══ DATA

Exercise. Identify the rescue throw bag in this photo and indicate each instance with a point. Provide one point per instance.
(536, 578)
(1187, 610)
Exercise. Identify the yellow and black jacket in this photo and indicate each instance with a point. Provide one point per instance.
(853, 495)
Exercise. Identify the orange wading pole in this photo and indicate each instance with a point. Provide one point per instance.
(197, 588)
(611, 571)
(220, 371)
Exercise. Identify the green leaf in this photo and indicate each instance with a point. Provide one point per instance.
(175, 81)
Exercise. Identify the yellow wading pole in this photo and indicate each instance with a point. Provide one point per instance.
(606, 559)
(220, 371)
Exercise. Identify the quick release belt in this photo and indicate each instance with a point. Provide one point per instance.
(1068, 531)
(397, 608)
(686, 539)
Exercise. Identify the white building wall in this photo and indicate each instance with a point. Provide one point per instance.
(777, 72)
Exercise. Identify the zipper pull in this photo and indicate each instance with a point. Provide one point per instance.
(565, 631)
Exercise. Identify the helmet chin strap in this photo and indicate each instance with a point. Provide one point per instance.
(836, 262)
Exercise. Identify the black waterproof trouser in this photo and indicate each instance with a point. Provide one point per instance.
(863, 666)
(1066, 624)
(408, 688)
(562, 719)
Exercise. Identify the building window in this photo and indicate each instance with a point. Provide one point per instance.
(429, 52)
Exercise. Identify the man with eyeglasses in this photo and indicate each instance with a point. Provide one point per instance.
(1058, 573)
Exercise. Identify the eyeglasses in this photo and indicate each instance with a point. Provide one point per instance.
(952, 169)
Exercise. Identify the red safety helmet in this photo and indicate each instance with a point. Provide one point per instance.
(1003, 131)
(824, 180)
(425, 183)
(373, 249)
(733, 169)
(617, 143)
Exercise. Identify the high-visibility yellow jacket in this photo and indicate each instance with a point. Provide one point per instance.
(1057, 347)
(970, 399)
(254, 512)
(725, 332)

════

TASK DESCRIPTION: Return every record above exactly as it appears.

OUTPUT BELOW:
Exercise. Identify the rescue throw bag in this photo and indicate each instance with a point. Provide one point per instance.
(536, 578)
(1187, 610)
Exercise. Identify the yellow and black jacket in this photo and indicate each instance with a point. Provide one point per instance.
(853, 495)
Exercise. Identify the orange wading pole in this photo and indicate each instance with a point. Provide one point per instance.
(197, 588)
(611, 571)
(220, 371)
Exercise. Identify the green leaf in this photo and indicate each instance with a point. Provide one point per instance.
(175, 81)
Exercise. Identify the yellow wading pole in this photo and indicate each instance with a point. Provide one point per instance.
(606, 559)
(220, 371)
Exercise. Identify the quick release belt in this photo and indicate each instance with a point. Provide one point per instance.
(1068, 531)
(397, 608)
(686, 539)
Exercise. Identify the white building wall in this photo and indicate each instance with a point. Provide one point per instance.
(777, 72)
Exercise. Identify the zipper pull in this photo and indicate each instance with a point. Provide one point per instance.
(565, 631)
Exercise. Identify the helmet chin strap in this photo and indicate each instance with a point. Provide one point per instance.
(836, 262)
Exercise. Identify the black waterproof trouser in this photo and indicate each instance with a point. Provide one point per instance.
(863, 666)
(1066, 624)
(408, 688)
(562, 719)
Exercise. Identify the building window in this photo and indicate each instance with a point. Provide one point per instance.
(429, 52)
Exercise. Identify the man with eyeglasses in this photo and indicate each instance with a point. Provide one point per instance.
(1058, 573)
Exercise. Identify the eyeglasses in this photo and indicate each instance with a point. Provide one point per instance.
(952, 169)
Exercise. Identify the red safety helmet in this photo and indicate each instance with a point. Provide one point per instance.
(1003, 131)
(824, 180)
(425, 183)
(373, 249)
(733, 169)
(617, 143)
Exercise. Identify the high-visibility yellow jacket in this photo and indicate each instance with a point. Provide one point per instance.
(1057, 347)
(970, 399)
(254, 512)
(725, 332)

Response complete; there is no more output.